What to produce
Below is some material; set it all down exactly, apart from the pictures.

Extracted data entries
------------------------------------------------------------

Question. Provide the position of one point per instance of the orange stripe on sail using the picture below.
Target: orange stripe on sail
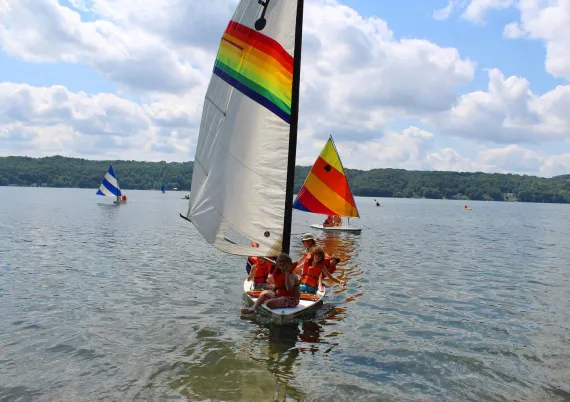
(333, 179)
(328, 197)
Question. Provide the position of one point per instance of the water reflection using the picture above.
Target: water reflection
(218, 369)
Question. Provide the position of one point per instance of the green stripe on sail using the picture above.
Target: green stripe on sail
(254, 86)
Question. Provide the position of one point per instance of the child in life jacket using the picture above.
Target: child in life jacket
(286, 292)
(313, 267)
(260, 272)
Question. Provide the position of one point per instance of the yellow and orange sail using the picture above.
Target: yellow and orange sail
(326, 190)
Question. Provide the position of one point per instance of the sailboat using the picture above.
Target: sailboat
(110, 187)
(326, 191)
(250, 109)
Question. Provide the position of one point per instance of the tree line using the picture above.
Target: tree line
(59, 171)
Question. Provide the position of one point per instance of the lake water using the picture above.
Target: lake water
(124, 302)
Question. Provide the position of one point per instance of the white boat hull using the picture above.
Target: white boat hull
(343, 228)
(285, 315)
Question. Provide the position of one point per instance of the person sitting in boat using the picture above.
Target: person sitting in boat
(329, 221)
(286, 292)
(308, 242)
(260, 273)
(251, 260)
(313, 267)
(331, 263)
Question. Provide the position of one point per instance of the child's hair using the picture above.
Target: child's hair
(317, 250)
(284, 257)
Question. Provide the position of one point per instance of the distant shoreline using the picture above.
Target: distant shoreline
(64, 172)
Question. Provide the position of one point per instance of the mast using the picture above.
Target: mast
(345, 175)
(293, 128)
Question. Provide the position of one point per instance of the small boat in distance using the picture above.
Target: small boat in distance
(326, 191)
(110, 187)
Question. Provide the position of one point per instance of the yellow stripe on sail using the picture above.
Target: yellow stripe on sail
(330, 155)
(328, 197)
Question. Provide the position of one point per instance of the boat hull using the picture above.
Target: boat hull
(285, 315)
(350, 229)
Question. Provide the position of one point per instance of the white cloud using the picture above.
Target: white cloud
(39, 121)
(556, 165)
(412, 148)
(548, 21)
(356, 77)
(46, 31)
(444, 13)
(508, 113)
(477, 9)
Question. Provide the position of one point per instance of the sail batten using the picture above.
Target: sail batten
(326, 190)
(109, 185)
(240, 170)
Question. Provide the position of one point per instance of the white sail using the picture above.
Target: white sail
(240, 167)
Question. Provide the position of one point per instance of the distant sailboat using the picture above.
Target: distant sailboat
(326, 191)
(110, 187)
(251, 109)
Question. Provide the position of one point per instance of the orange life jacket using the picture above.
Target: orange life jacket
(263, 269)
(280, 288)
(311, 274)
(327, 262)
(328, 265)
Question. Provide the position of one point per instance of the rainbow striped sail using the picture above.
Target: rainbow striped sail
(109, 186)
(250, 109)
(326, 190)
(258, 67)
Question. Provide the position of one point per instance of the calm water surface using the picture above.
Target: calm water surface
(99, 301)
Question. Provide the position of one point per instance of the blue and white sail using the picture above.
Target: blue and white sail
(110, 186)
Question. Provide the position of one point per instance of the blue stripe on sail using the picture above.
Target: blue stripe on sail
(112, 172)
(107, 188)
(298, 205)
(111, 188)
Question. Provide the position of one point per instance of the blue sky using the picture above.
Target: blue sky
(113, 85)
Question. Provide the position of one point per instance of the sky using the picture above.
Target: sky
(461, 85)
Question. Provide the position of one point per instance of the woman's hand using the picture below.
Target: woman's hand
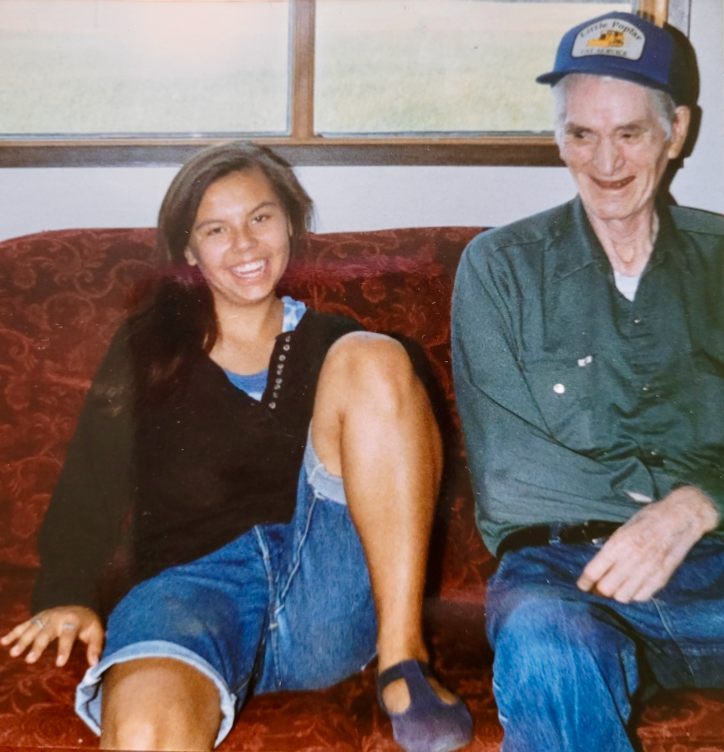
(64, 623)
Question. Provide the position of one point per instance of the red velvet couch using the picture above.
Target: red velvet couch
(62, 295)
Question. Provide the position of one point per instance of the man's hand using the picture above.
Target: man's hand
(64, 623)
(640, 557)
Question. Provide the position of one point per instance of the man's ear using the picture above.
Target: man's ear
(189, 256)
(679, 131)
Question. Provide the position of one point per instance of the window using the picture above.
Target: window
(324, 81)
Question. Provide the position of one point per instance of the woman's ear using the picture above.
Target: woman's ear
(189, 256)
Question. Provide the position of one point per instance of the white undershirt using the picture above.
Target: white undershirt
(626, 285)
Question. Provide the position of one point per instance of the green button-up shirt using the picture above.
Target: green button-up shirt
(577, 403)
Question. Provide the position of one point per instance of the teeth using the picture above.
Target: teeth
(615, 183)
(251, 268)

------------------------------------------------------------

Final result
Question. Provide the position of one point per instance of the orange stripe on sail using the picture below.
Target: orange stripe on sail
(333, 179)
(328, 197)
Question. Provide the position of one point per instance of the water reflection using the picture above.
Target: water reflection
(218, 369)
Question. Provide the position of one point per instance of the green stripe on sail using the picture above.
Target: green stripe on sail
(254, 86)
Question. Provide the position of one point per instance of the child in life jacket using the picture above.
Target: child in life jacket
(286, 292)
(313, 267)
(260, 272)
Question. Provide the position of one point per instance of the yellow and orange sail using the picture above.
Target: yellow and orange sail
(326, 190)
Question. Provide the position of one point per instance of the sailboat using the picture above.
Target: sailboat
(110, 187)
(326, 191)
(250, 109)
Question. Provide the position of one point per instance of the tree line using the picture above.
Target: tree line
(59, 171)
Question. Provide the position of one point per instance of the lake water using the picture above.
Target: lake water
(124, 302)
Question. Provide the position of one point per instance of the white boat hull using the picture above.
Target: white boat hull
(343, 228)
(285, 315)
Question. Provide the position of one point per instance of the person sitting in boat using the picture above.
Target: person sitting in boat
(329, 221)
(286, 292)
(308, 242)
(260, 273)
(251, 260)
(313, 267)
(331, 263)
Question. Provide the position of one point per instance of the child's hair using the picture above.
Target: child's hair
(317, 250)
(284, 257)
Question. Provide the position of one point per instance of the distant shoreline using the picture above.
Target: distant shoreline
(64, 172)
Question. Provide the position of one point per instance of the mast using the picture above.
Target: mast
(345, 175)
(293, 128)
Question. Provide the position of one point per instance of the small boat in distance using the picture above.
Target: small boat in distance
(326, 191)
(110, 187)
Question. Provide the position of one point per instance of the yellow stripe on sail using the picture above.
Target: yellow stripe on sail
(330, 155)
(328, 197)
Question. Provide the position of one point per instance of the boat hull using the picture above.
Target: boat hull
(285, 315)
(350, 229)
Question. Provide the position of one point per instance of the white cloud using the picture above.
Target: white cloud
(39, 121)
(556, 165)
(412, 148)
(548, 21)
(356, 77)
(46, 31)
(444, 13)
(508, 113)
(477, 9)
Question. Provide the position of one point per instance of the sail batten using the picture above.
Target: sail batten
(326, 190)
(109, 185)
(240, 170)
Question. Provide the position of one point per instance of the white sail using the picture above.
Target: white sail
(240, 167)
Question. Provide the position of one point per instance of the distant sailboat using the picture above.
Target: distant sailboat
(326, 191)
(110, 187)
(251, 109)
Question. Provide the position of one point per instance of the orange life jacket using the picture above.
Target: orange life jacket
(263, 269)
(280, 288)
(311, 274)
(327, 262)
(328, 265)
Question. Provide the position of one point per instance of the rainbow striped sail using the picture above.
Target: rainbow striped sail
(109, 186)
(250, 109)
(326, 190)
(258, 67)
Question. Provide the position of one point per instance of the calm water surface using the picture above.
Target: calm water surface
(99, 301)
Question. Provide the position of one point per instance of the blue and white sail using the picture above.
Target: blue and white sail
(110, 186)
Question. Provide the position of one point per instance of the blue stripe on sail using the picture above.
Target: blue stripe on sail
(112, 172)
(107, 188)
(298, 205)
(111, 188)
Question. Provide the position of one point per instance of the blue sky using the picture above.
Target: blue sky
(113, 85)
Question. Provide the position of one point per instance of the sky using the picture above.
Target: sky
(461, 85)
Question. Provide the position of one point per instance of the woman's hand using the picture below.
Target: woman's hand
(64, 623)
Question. Provide the position of one point per instance of the red velvet couch using the picture above.
Target: red velvet couch
(62, 295)
Question. Provide the position of one point per instance of the man's hand using the picture above.
Target: man's hand
(64, 623)
(640, 557)
Question. Provide the position of one point per instance of the man's ear using the picture above.
Target: man's ear
(189, 256)
(679, 131)
Question. Provide the position of one point per instance of the window using the picture above.
Target: window
(324, 81)
Question. Provide the position of one point per instance of the woman's ear using the picture above.
Target: woman's ear
(189, 256)
Question. Provide the position of one point per instance of the white undershirt using the picture above.
Target: white undershirt
(626, 285)
Question. Provide the position of one point per instance of the green button-up shirt using the picture above.
Target: green button-up shirt
(577, 403)
Question. Provide the position of one point per instance of the teeth using the picture above.
Target: teeth
(615, 183)
(251, 268)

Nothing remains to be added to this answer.